▶ [EXERCISE] What do the lines say from the one containing "If you could pin the crowd" to the end of the records? Restate them word for word, and only those.

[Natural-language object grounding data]
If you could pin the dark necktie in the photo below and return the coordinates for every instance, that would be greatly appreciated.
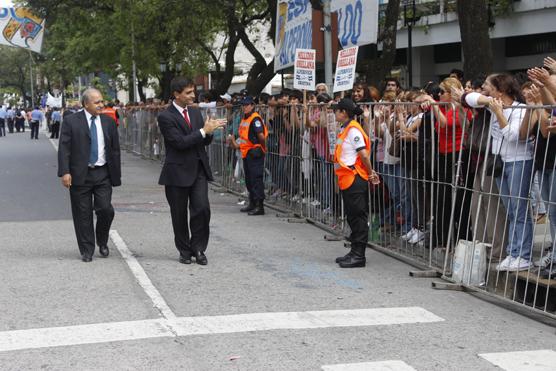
(93, 155)
(186, 117)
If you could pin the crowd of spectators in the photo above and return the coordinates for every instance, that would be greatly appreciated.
(459, 158)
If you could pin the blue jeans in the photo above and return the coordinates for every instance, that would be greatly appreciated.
(514, 185)
(395, 178)
(548, 194)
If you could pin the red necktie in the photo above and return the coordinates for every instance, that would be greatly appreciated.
(186, 117)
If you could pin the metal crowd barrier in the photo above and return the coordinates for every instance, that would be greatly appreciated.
(437, 205)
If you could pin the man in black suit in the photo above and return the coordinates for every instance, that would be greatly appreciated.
(89, 164)
(186, 170)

▶ [THE ANSWER]
If you could pin the crowd of spectators in the photo above and return the coordinates for every instance, that would be greatly appreciated.
(459, 158)
If you could pin the blue jeans in the photo above and return the coordinates for every instance, that would be greatly appreciated.
(514, 185)
(395, 178)
(548, 194)
If you could pin the red necktie in the photo above and return the coordinates for every instance, that would be greatly appreciated.
(186, 117)
If you could pin the metal crowd barrier in the photo above and return the coordinates for every instance, that would be greatly appreciated.
(437, 205)
If you could pin the man in black suit in the photo above and return the coordinates for every instance, that would be greatly appreciated.
(89, 164)
(186, 170)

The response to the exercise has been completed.